**AIM OF THE EXERCISE:**
Transcribe exactly every line from the one with "the girl in" to the last line of the listing below, including both.
Top of TASK MATERIAL
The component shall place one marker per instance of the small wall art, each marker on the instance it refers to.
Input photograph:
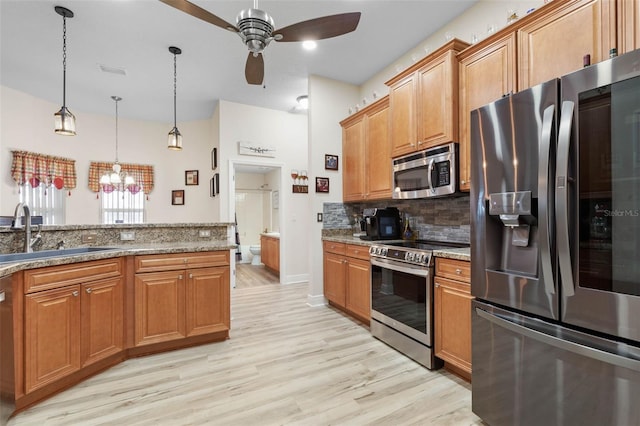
(177, 197)
(322, 184)
(191, 177)
(330, 162)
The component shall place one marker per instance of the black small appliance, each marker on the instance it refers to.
(381, 224)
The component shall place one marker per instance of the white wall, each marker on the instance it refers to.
(287, 134)
(329, 102)
(27, 124)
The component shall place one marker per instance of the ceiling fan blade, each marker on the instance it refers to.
(254, 69)
(200, 13)
(320, 28)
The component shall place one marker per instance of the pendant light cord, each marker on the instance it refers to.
(116, 130)
(175, 84)
(64, 61)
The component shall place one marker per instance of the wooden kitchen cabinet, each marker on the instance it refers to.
(423, 102)
(628, 26)
(453, 314)
(181, 295)
(347, 277)
(366, 154)
(487, 73)
(72, 319)
(555, 43)
(270, 252)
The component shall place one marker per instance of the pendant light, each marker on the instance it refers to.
(175, 138)
(117, 179)
(65, 121)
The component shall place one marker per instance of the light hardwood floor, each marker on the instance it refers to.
(286, 363)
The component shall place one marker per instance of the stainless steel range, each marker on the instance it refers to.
(402, 297)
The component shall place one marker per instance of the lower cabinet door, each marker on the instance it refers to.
(207, 300)
(101, 312)
(358, 298)
(52, 336)
(334, 278)
(159, 307)
(453, 322)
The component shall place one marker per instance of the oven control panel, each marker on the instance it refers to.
(412, 256)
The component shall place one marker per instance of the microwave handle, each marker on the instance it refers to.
(429, 180)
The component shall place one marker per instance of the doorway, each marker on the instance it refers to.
(255, 206)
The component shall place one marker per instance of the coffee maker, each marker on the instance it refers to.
(381, 224)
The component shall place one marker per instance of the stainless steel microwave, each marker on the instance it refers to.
(429, 173)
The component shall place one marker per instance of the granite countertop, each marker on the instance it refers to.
(449, 253)
(129, 250)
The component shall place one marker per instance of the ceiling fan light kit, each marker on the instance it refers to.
(175, 138)
(64, 120)
(256, 28)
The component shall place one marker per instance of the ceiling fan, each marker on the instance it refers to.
(256, 29)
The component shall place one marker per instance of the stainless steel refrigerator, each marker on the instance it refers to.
(555, 251)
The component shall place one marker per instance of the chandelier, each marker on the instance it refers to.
(117, 179)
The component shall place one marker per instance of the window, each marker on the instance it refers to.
(48, 202)
(122, 207)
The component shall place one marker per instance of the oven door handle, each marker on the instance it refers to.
(396, 266)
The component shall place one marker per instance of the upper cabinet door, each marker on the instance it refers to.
(485, 75)
(353, 151)
(378, 153)
(402, 101)
(556, 43)
(438, 101)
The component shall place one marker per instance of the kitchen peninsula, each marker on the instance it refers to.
(68, 317)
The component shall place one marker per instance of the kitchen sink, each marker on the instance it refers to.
(44, 254)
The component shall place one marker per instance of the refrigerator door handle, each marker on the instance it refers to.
(544, 202)
(593, 353)
(562, 199)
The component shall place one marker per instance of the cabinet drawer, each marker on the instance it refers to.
(359, 252)
(333, 247)
(77, 273)
(459, 270)
(172, 262)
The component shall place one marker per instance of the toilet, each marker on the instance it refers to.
(255, 251)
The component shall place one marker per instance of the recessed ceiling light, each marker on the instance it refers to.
(309, 44)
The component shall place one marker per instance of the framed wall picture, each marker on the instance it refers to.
(191, 177)
(322, 184)
(214, 158)
(177, 197)
(330, 162)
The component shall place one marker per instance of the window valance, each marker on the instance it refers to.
(141, 173)
(44, 169)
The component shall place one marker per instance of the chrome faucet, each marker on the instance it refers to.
(24, 209)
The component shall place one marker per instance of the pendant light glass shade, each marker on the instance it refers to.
(117, 179)
(64, 120)
(175, 138)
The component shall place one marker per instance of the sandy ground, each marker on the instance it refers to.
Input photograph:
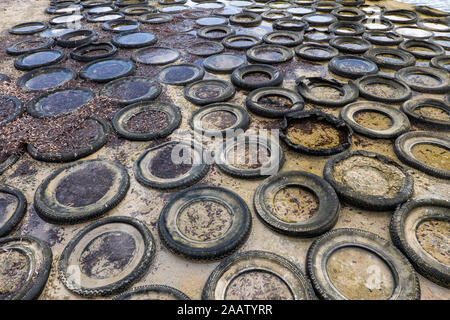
(145, 204)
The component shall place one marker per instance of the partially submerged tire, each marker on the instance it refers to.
(27, 262)
(205, 223)
(124, 240)
(368, 180)
(156, 167)
(297, 203)
(418, 228)
(339, 261)
(273, 278)
(13, 206)
(81, 191)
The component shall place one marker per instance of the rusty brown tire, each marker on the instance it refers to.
(206, 245)
(403, 228)
(264, 262)
(375, 198)
(118, 225)
(406, 281)
(323, 219)
(63, 211)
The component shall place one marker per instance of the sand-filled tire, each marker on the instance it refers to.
(119, 227)
(121, 118)
(38, 257)
(406, 281)
(211, 243)
(403, 229)
(360, 189)
(171, 179)
(288, 277)
(96, 198)
(405, 143)
(324, 216)
(400, 123)
(13, 217)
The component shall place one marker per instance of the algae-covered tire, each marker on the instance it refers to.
(271, 166)
(121, 118)
(18, 108)
(238, 75)
(400, 123)
(35, 255)
(240, 116)
(255, 102)
(324, 217)
(279, 273)
(410, 106)
(13, 208)
(89, 148)
(153, 292)
(100, 186)
(130, 244)
(377, 183)
(404, 145)
(190, 173)
(199, 234)
(401, 88)
(404, 229)
(405, 283)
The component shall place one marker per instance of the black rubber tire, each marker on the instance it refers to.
(323, 219)
(234, 237)
(337, 43)
(442, 75)
(7, 226)
(197, 172)
(120, 119)
(270, 167)
(241, 115)
(371, 36)
(19, 65)
(255, 19)
(32, 289)
(116, 40)
(291, 274)
(413, 17)
(88, 149)
(227, 94)
(406, 142)
(254, 96)
(387, 80)
(407, 283)
(409, 106)
(369, 202)
(109, 88)
(157, 290)
(333, 66)
(357, 27)
(400, 122)
(316, 115)
(65, 42)
(296, 38)
(119, 285)
(349, 91)
(237, 77)
(14, 50)
(406, 239)
(79, 53)
(18, 109)
(41, 26)
(302, 50)
(437, 49)
(52, 211)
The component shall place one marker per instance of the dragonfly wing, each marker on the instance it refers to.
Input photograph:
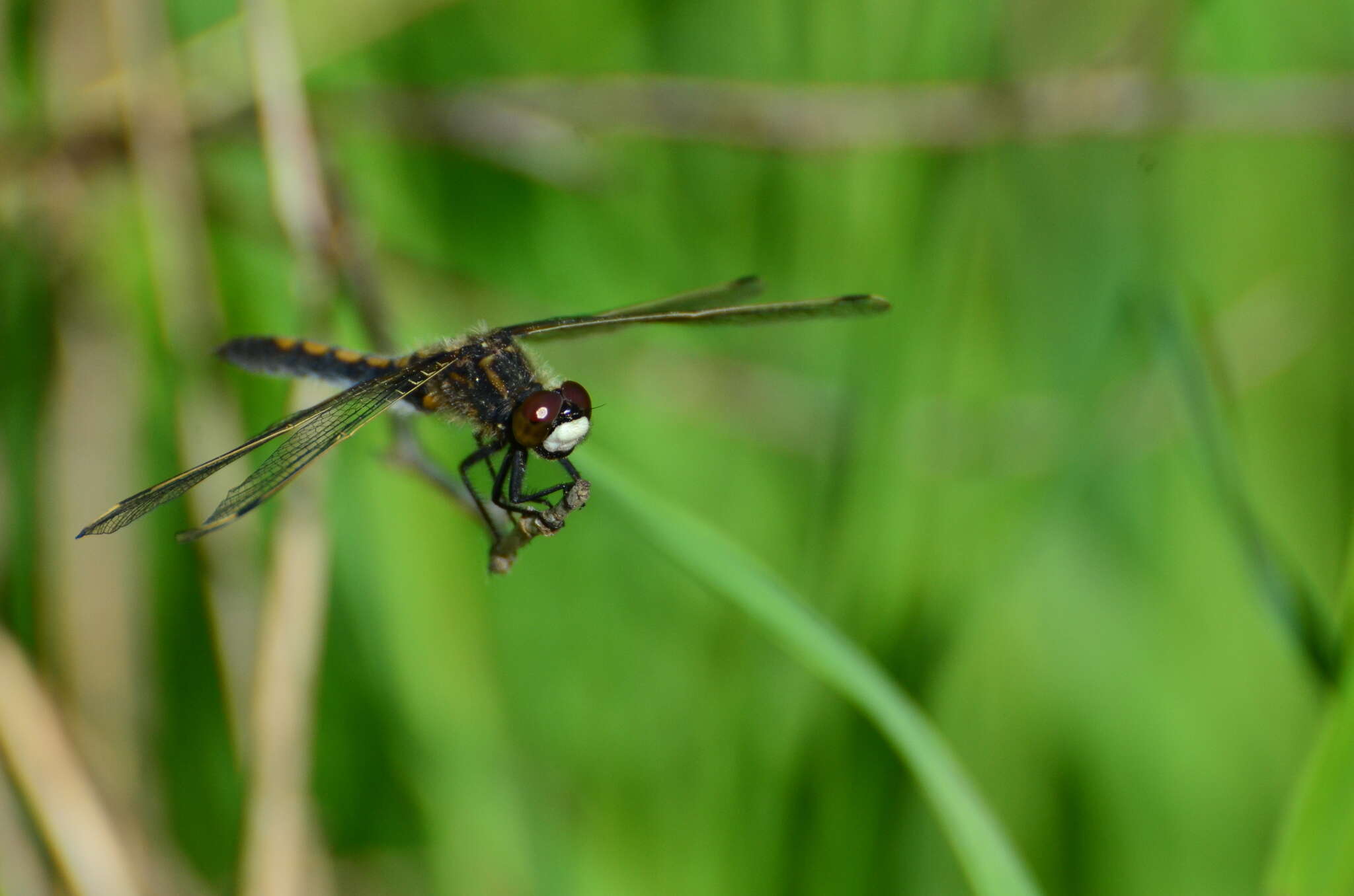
(767, 313)
(396, 383)
(315, 436)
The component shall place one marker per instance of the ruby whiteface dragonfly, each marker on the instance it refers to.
(484, 379)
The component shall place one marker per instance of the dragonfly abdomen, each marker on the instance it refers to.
(285, 356)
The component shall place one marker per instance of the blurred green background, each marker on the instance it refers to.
(1085, 494)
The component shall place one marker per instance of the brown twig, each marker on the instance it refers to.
(505, 550)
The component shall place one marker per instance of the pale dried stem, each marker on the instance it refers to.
(65, 804)
(159, 137)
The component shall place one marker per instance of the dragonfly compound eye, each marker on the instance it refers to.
(576, 396)
(535, 418)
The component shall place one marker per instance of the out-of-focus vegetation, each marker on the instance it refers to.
(1084, 496)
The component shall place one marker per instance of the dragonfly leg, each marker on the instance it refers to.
(484, 453)
(510, 480)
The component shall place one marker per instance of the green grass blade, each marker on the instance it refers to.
(1315, 854)
(984, 852)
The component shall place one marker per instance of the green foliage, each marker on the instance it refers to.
(1051, 562)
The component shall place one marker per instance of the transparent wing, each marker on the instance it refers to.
(313, 431)
(768, 313)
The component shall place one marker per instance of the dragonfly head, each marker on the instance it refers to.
(553, 423)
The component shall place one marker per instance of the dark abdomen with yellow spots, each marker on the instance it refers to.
(285, 356)
(485, 377)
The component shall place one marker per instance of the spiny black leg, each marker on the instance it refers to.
(515, 486)
(516, 465)
(484, 453)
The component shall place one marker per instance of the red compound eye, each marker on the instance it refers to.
(535, 418)
(576, 396)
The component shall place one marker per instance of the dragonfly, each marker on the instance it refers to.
(484, 378)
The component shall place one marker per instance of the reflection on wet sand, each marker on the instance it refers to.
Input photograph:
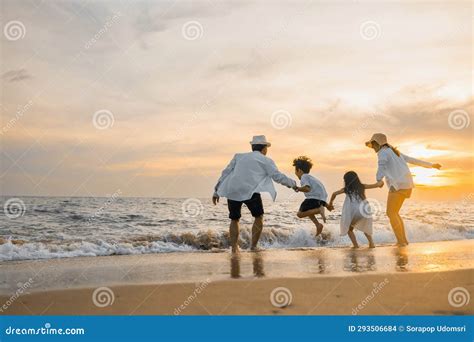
(355, 261)
(235, 265)
(257, 263)
(401, 257)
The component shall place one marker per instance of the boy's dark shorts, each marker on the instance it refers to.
(311, 203)
(254, 204)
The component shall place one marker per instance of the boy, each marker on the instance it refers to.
(314, 192)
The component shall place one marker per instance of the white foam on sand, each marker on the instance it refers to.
(301, 235)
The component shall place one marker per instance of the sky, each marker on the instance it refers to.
(153, 98)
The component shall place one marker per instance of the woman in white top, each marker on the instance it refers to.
(392, 165)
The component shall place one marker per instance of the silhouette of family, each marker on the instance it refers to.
(249, 174)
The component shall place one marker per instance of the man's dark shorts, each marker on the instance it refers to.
(254, 204)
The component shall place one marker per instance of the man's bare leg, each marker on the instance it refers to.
(323, 214)
(319, 226)
(256, 231)
(371, 241)
(234, 235)
(352, 237)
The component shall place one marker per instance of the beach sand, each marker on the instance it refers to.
(339, 281)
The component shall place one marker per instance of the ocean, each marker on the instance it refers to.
(58, 227)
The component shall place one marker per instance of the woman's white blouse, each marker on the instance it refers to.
(395, 169)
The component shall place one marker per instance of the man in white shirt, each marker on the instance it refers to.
(242, 181)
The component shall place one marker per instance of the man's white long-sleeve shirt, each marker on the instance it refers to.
(395, 169)
(249, 173)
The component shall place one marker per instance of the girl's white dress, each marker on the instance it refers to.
(357, 213)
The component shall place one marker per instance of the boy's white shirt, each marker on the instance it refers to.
(395, 169)
(318, 191)
(249, 173)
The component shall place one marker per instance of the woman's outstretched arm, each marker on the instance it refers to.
(333, 197)
(379, 184)
(419, 162)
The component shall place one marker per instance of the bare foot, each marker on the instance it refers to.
(323, 216)
(319, 228)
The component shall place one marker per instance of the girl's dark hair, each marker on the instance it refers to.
(353, 186)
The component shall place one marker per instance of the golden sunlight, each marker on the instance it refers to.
(429, 177)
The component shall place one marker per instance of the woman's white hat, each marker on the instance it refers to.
(379, 138)
(260, 140)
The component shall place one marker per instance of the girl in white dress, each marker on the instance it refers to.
(356, 211)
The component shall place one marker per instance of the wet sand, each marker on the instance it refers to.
(387, 280)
Bottom of TASK MATERIAL
**ANSWER TO THIS TASK:**
The component shall place one marker per instance of the girl in white dress, each marker on the instance it refers to.
(356, 211)
The component shall place one marker per instance of the wet sand, each marker on the instance it refers to.
(387, 280)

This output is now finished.